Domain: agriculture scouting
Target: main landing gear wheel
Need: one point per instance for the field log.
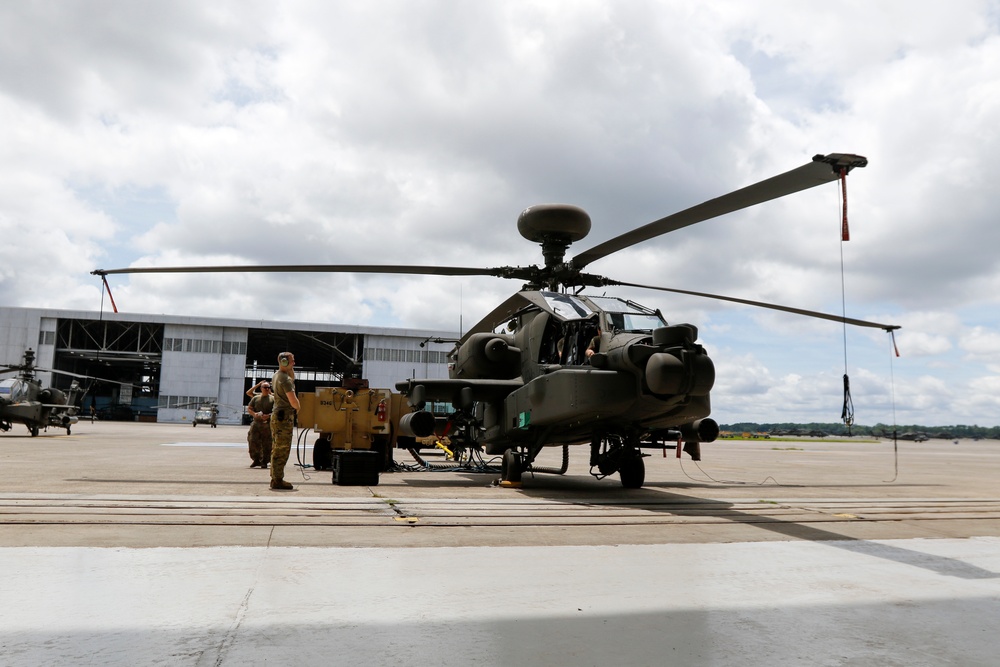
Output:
(633, 472)
(510, 469)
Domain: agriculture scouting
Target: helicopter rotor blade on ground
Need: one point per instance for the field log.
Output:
(772, 306)
(823, 169)
(310, 268)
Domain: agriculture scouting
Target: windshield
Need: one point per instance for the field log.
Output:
(566, 306)
(629, 316)
(13, 390)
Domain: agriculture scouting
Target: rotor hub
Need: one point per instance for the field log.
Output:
(555, 227)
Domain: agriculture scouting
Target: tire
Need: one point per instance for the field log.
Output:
(633, 472)
(510, 470)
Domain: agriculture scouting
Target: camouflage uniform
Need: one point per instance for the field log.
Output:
(259, 435)
(282, 423)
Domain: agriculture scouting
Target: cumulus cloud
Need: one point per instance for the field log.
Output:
(414, 133)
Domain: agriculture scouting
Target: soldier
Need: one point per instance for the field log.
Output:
(286, 403)
(259, 436)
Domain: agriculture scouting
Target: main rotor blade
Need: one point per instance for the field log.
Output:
(314, 268)
(772, 306)
(823, 169)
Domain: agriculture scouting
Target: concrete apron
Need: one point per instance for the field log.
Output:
(890, 602)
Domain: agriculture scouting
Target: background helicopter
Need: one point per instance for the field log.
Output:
(24, 400)
(521, 379)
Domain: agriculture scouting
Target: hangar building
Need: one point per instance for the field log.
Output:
(162, 367)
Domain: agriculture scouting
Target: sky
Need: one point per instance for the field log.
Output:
(389, 132)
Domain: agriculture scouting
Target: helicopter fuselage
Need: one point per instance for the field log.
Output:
(530, 382)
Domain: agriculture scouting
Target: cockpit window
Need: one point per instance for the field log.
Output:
(566, 306)
(629, 316)
(13, 390)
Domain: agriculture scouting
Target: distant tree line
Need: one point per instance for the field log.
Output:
(878, 430)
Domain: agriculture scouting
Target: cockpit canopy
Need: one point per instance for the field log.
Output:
(14, 390)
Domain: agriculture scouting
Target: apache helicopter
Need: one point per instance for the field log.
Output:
(521, 379)
(24, 400)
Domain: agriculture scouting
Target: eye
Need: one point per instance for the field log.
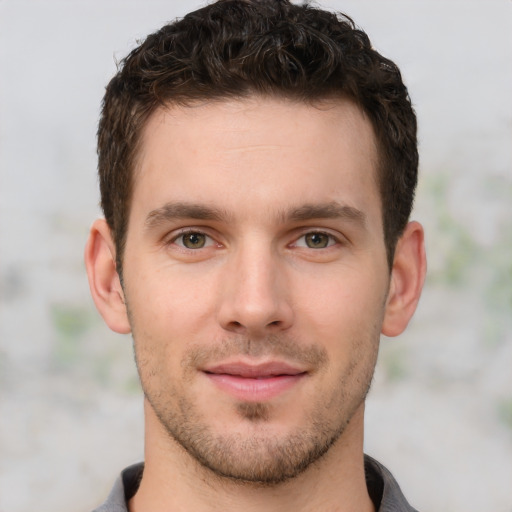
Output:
(316, 240)
(193, 240)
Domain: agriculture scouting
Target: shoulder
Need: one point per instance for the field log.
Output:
(384, 489)
(124, 488)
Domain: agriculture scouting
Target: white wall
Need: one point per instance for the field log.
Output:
(440, 413)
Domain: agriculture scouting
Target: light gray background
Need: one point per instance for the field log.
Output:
(440, 412)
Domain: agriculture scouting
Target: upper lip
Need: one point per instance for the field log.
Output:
(241, 369)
◇ ◇ ◇
Problem details
For this listing, copy out every line that includes the word "cockpit".

Answer to this exercise
Target: cockpit window
Target: cockpit canopy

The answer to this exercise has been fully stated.